### WHAT YOU SHOULD DO
Repeat all the material exactly; pictures stay out of your copy.

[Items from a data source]
++++++++++++++++++++
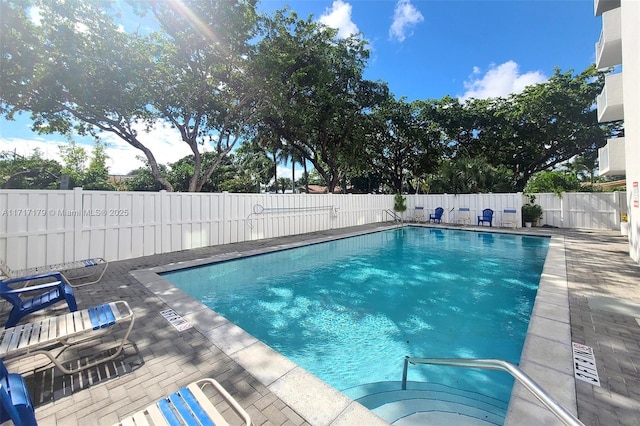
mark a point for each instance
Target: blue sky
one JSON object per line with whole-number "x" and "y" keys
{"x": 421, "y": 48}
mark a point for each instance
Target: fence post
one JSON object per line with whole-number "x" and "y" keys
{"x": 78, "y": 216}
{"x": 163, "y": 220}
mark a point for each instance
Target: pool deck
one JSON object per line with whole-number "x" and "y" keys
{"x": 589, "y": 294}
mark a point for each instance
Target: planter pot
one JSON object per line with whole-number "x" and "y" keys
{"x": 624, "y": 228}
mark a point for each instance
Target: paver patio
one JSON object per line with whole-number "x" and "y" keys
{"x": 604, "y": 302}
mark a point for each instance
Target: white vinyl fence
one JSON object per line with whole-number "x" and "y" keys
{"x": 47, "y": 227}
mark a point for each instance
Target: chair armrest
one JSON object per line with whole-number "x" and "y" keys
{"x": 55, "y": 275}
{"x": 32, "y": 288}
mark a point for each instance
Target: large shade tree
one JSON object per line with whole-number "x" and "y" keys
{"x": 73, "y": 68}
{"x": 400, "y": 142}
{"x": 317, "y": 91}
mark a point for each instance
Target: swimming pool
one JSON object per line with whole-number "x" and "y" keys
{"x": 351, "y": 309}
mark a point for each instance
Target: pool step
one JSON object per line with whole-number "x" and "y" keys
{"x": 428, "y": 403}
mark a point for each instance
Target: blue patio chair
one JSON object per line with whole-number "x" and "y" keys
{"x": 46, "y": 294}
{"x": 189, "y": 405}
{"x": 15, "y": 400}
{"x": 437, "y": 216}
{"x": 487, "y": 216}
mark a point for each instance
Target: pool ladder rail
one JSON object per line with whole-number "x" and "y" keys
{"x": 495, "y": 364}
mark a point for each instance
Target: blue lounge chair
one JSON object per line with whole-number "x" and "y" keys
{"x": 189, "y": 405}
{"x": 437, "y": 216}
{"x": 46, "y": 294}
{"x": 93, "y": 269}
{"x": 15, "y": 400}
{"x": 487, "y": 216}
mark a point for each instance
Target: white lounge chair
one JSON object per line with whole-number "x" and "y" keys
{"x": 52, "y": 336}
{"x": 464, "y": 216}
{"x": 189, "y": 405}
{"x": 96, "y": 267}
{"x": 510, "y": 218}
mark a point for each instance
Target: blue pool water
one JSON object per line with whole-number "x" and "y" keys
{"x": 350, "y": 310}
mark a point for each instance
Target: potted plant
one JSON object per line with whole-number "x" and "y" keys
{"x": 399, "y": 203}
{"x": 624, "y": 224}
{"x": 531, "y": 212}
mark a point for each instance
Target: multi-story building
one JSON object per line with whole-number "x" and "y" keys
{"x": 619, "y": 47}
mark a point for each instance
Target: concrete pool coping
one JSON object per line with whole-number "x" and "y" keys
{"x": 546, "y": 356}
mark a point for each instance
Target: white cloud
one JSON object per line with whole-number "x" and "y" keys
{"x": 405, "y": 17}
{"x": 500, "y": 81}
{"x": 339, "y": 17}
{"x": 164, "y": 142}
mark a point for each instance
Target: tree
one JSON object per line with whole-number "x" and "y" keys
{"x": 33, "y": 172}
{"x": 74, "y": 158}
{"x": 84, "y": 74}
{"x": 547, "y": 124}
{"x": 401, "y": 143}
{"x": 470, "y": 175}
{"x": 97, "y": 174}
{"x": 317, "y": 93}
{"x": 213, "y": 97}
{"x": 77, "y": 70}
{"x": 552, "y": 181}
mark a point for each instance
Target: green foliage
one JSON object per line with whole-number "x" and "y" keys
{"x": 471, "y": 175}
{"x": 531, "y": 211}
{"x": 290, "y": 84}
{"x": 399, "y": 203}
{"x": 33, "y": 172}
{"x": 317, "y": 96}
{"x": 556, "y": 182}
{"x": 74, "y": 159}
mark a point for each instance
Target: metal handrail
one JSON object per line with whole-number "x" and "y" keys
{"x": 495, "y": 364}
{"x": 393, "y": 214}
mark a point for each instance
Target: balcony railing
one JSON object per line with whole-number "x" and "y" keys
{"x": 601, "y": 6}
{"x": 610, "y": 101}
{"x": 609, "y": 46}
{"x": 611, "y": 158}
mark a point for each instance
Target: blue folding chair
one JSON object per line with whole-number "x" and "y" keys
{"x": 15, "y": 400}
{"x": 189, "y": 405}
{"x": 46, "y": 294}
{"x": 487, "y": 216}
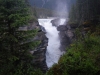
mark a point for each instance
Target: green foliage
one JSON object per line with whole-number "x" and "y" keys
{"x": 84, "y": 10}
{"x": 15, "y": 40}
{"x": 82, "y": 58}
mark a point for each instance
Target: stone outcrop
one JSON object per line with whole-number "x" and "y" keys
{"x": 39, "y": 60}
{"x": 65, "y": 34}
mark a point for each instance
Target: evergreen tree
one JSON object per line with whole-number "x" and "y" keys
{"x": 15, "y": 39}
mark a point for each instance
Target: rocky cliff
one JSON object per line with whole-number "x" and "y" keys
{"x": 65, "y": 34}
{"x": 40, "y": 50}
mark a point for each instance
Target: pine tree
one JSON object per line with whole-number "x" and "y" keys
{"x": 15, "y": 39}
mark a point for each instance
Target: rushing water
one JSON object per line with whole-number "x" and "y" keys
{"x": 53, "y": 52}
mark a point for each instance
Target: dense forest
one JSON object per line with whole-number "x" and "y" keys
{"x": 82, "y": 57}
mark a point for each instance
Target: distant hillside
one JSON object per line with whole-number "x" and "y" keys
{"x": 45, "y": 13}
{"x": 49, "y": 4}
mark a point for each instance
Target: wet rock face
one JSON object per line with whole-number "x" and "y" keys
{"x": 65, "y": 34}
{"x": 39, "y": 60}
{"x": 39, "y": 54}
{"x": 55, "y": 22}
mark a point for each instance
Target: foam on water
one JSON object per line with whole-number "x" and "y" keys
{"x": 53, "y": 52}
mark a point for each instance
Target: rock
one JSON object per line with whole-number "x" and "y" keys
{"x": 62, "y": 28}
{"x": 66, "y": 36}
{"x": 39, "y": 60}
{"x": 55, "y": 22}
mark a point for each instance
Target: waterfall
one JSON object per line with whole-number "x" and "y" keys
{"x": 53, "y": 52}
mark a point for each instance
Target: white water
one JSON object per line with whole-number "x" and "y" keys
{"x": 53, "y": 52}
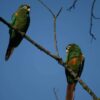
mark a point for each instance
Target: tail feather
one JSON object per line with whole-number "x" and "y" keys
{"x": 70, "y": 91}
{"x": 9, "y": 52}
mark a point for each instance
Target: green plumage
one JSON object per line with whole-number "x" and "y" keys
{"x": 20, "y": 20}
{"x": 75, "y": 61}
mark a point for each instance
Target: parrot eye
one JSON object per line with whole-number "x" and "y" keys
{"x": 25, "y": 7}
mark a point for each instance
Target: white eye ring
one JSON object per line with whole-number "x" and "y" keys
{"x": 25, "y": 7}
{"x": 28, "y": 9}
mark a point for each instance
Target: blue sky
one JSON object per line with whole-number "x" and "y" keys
++++++++++++++++++++
### EXERCISE RESULT
mark a point for each instance
Target: blue sky
one JSON object per line with whole-number "x" and "y" keys
{"x": 421, "y": 48}
mark a point for each instance
Target: fence post
one JSON object per line with whole-number "x" and "y" keys
{"x": 78, "y": 216}
{"x": 163, "y": 220}
mark a point for each instance
Target: pool deck
one JSON object per line with whole-number "x" and "y" keys
{"x": 589, "y": 294}
mark a point for each instance
Target: planter pot
one JSON object per line with whole-number "x" and "y" keys
{"x": 624, "y": 228}
mark a point for each instance
Target: paver patio
one JSON object per line with whole-number "x" and "y" keys
{"x": 604, "y": 302}
mark a point for each instance
Target: white vinyl fence
one JSON object per line with whole-number "x" and "y" keys
{"x": 47, "y": 227}
mark a point for each instance
Target: chair armrest
one JSON object per line with whole-number "x" and "y" keys
{"x": 55, "y": 275}
{"x": 32, "y": 288}
mark a point for each instance
Target: large shade tree
one JSON object per line with whole-number "x" and "y" keys
{"x": 73, "y": 68}
{"x": 400, "y": 142}
{"x": 317, "y": 91}
mark a point for each instance
Target: swimming pool
one JSON object per line with whole-number "x" and "y" keys
{"x": 351, "y": 309}
mark a point for each instance
Target: pool step
one JSON object per line with whole-number "x" and "y" keys
{"x": 428, "y": 403}
mark a point for each instance
Target: blue patio chair
one JSON object per line with whole-number "x" and "y" keys
{"x": 46, "y": 294}
{"x": 189, "y": 405}
{"x": 15, "y": 400}
{"x": 437, "y": 216}
{"x": 487, "y": 216}
mark a point for each instance
Target: pool ladder rail
one JSON object per line with whole-number "x" and "y" keys
{"x": 495, "y": 364}
mark a point for each instance
Target: blue lounge chair
one JSON object per line with whole-number "x" and "y" keys
{"x": 189, "y": 405}
{"x": 437, "y": 216}
{"x": 46, "y": 294}
{"x": 93, "y": 269}
{"x": 15, "y": 400}
{"x": 487, "y": 216}
mark a point for each instance
Target: white lounge chair
one JSON object per line with whole-number "x" and "y" keys
{"x": 52, "y": 336}
{"x": 464, "y": 216}
{"x": 189, "y": 405}
{"x": 96, "y": 267}
{"x": 510, "y": 218}
mark a point for each instance
Target: blue pool water
one JSON object per line with whole-number "x" and "y" keys
{"x": 350, "y": 310}
mark a point for each instance
Target: potted plant
one JSON object per line with whole-number "x" and "y" keys
{"x": 399, "y": 203}
{"x": 624, "y": 224}
{"x": 531, "y": 212}
mark a point for each instance
Target: multi-story building
one JSON object per line with whole-number "x" and "y" keys
{"x": 619, "y": 47}
mark a point for each instance
Target: concrete pool coping
one JSON object per line with whole-number "x" and "y" keys
{"x": 546, "y": 356}
mark a point for each instance
Target: white cloud
one JSON object per line with whole-number "x" and "y" keys
{"x": 405, "y": 17}
{"x": 500, "y": 81}
{"x": 339, "y": 17}
{"x": 164, "y": 142}
mark a point for each instance
Target: tree
one JSON object per line with whole-number "x" and "y" keys
{"x": 33, "y": 172}
{"x": 74, "y": 158}
{"x": 84, "y": 74}
{"x": 547, "y": 124}
{"x": 401, "y": 143}
{"x": 470, "y": 175}
{"x": 97, "y": 174}
{"x": 317, "y": 93}
{"x": 213, "y": 97}
{"x": 77, "y": 70}
{"x": 552, "y": 181}
mark a point for each instance
Target: green foliage
one JSON object per line with whole-number "x" and "y" keys
{"x": 471, "y": 175}
{"x": 531, "y": 211}
{"x": 290, "y": 84}
{"x": 399, "y": 203}
{"x": 33, "y": 172}
{"x": 317, "y": 96}
{"x": 556, "y": 182}
{"x": 74, "y": 159}
mark a point for each instance
Target: metal handrail
one JSON object per line with whole-number "x" and "y" keys
{"x": 495, "y": 364}
{"x": 393, "y": 214}
mark a point for each instance
Target: balcony railing
one JSON object per line with whole-number "x" and "y" keys
{"x": 601, "y": 6}
{"x": 610, "y": 101}
{"x": 609, "y": 46}
{"x": 611, "y": 158}
mark a point for each instance
Target: blue folding chair
one JSON object per line with whole-number "x" and "y" keys
{"x": 15, "y": 400}
{"x": 189, "y": 405}
{"x": 46, "y": 294}
{"x": 487, "y": 216}
mark a point for each instance
Target: green foliage
one JSON object per line with whole-number "x" and "y" keys
{"x": 84, "y": 10}
{"x": 15, "y": 40}
{"x": 82, "y": 58}
mark a point for each instance
Target: stone outcrop
one JSON object per line with whole-number "x" and "y" keys
{"x": 39, "y": 60}
{"x": 65, "y": 34}
mark a point for each instance
Target: evergreen tree
one JSON object per line with whole-number "x" and "y" keys
{"x": 15, "y": 39}
mark a point for each instance
Target: rocky cliff
one JSON object per line with whole-number "x" and "y" keys
{"x": 65, "y": 34}
{"x": 40, "y": 50}
mark a point for each instance
Target: pine tree
one JSON object per line with whole-number "x" and "y" keys
{"x": 15, "y": 39}
mark a point for each instance
Target: rushing water
one JSON object per line with whole-number "x" and "y" keys
{"x": 53, "y": 52}
mark a point for each instance
Target: dense forest
one JSON object per line with whole-number "x" and "y" keys
{"x": 82, "y": 57}
mark a point for each instance
Target: distant hillside
one JSON object per line with whole-number "x" and "y" keys
{"x": 45, "y": 13}
{"x": 49, "y": 4}
mark a point for each instance
Target: wet rock face
one JSON object per line with whole-number "x" and "y" keys
{"x": 65, "y": 34}
{"x": 39, "y": 60}
{"x": 39, "y": 54}
{"x": 55, "y": 22}
mark a point for each instance
Target: foam on water
one JSON object per line with whole-number "x" and "y" keys
{"x": 53, "y": 52}
mark a point for each instance
Target: rock
one JSON object per line with whole-number "x" and "y" keys
{"x": 62, "y": 28}
{"x": 66, "y": 36}
{"x": 39, "y": 60}
{"x": 55, "y": 22}
mark a point for each instance
Target: waterfall
one JSON object per line with whole-number "x" and "y" keys
{"x": 53, "y": 52}
mark a point for each instance
Target: white water
one JSON object per line with whole-number "x" and "y" keys
{"x": 53, "y": 52}
mark a point for each instance
Target: tail feather
one JSON object per line with whole-number "x" and "y" keys
{"x": 70, "y": 91}
{"x": 9, "y": 52}
mark a point for each instance
Target: green plumage
one JSON object per line with whole-number "x" and "y" keys
{"x": 20, "y": 20}
{"x": 75, "y": 61}
mark a point for each instance
Target: parrot eye
one JSON object per line with whole-number "x" and "y" keys
{"x": 25, "y": 7}
mark a point for each instance
Target: white eye ring
one JSON object per line with whole-number "x" and "y" keys
{"x": 25, "y": 7}
{"x": 28, "y": 9}
mark a point for each instance
Target: blue sky
one JSON object per line with whole-number "x" and "y" keys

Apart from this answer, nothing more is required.